» **Source document**:
══════════

27. In Apparao Manaji vs. Sadhu (supra) this Court has held that once the revenue records disclosed possession, presumption of its continuity arises as tenant can not be evicted or loose possession otherwise than in due course of law. Here, I have already held reliance on spot panchanama by Tahasildar or by Additional Collector to answer issue of possession against Hari unsustainable. In Ganpat vs. Yeshwant [2000(2) ALL MR 338] (supra), the Division Bench of this Court has noticed difference in scheme of S. 38 & 38E of 1950 Act and then found that deposit of purchase money is not condition precedent for issuance of ownership certificate under S. 38E(2) and purchase can become ineffective only in eventualities specified in its subsection (3). In Limbaji Shankar Munde vs. Bhaurao Baliram Munde [2010(2) ALL MR 179] (supra) this Court has found Tahasildar justified in entertaining an application by tenant under S.38E(1) of 1950 Act and directing the delivery of possession. It is held that said provision does not contain any stipulation about limitation & same can not be imported & read into it. In facts before me, Hari & after him Deorao have been in possession of disputed lands and application by Hari in 1985 & 1988 as discussed above is within fourcorners of law & maintainable.

══════════

» **Problem 1**:
According to the court judgment, what did the Division Bench in Ganpat vs. Yeshwant find about the deposit of purchase money?
» **Problem 2**:
Please carry the court judgment forward from its final sentence.
The rows that follow come from a separate source and are unrelated to the court judgment.

══════════

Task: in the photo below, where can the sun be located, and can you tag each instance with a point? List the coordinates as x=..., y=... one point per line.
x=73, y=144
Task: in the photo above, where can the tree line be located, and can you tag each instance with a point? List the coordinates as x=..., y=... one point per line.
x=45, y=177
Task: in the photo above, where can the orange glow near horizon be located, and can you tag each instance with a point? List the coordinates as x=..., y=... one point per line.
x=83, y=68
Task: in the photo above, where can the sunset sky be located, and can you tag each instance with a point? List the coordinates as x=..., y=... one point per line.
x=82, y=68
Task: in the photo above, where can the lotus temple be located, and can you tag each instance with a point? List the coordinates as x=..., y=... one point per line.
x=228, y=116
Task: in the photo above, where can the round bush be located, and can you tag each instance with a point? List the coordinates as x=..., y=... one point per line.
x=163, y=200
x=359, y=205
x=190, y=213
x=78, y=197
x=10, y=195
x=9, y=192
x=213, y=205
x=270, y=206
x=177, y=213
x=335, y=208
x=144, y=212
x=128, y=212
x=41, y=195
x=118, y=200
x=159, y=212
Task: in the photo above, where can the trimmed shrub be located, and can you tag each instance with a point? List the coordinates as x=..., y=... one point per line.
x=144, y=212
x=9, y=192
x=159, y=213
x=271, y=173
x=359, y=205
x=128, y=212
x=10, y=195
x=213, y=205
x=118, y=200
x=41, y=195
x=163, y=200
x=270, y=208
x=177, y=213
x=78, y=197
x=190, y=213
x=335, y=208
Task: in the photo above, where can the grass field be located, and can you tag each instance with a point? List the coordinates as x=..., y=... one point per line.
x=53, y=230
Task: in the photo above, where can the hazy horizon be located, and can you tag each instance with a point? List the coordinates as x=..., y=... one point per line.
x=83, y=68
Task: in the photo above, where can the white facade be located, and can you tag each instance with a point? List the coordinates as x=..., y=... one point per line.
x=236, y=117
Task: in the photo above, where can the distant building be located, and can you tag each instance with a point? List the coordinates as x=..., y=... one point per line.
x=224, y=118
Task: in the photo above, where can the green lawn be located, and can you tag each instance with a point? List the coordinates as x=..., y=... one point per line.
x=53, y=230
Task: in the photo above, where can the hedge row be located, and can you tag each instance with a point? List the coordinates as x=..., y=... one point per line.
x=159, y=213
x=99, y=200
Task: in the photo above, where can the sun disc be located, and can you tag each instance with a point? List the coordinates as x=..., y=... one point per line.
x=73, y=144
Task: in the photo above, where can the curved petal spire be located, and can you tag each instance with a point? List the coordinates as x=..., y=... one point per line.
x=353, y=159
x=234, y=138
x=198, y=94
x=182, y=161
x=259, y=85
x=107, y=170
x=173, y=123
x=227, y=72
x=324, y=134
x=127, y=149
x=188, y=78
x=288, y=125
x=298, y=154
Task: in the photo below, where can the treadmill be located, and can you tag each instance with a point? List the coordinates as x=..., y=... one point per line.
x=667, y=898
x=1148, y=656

══════════

» **Expected output 1**:
It found that depositing the purchase money is not a condition precedent for issuing an ownership certificate under S. 38E(2).

» **Expected output 2**:
28. With the result, though some of my reasons are different than Maharashtra Revenue Tribunal, in the end, I do not see any case made out warranting interference in exercise of writ jurisdiction. Petition is dismissed. No costs.
29. At this stage Advocate Shri Deshmukh seeks continuation of interim order granted on 23rd July, 2002 for twelve more weeks. Shri Kulkarni is strongly opposing the prayers. However, in the interest of justice, the said interim order is continued for twelve weeks more from today and shall cease to operate automatically thereafter.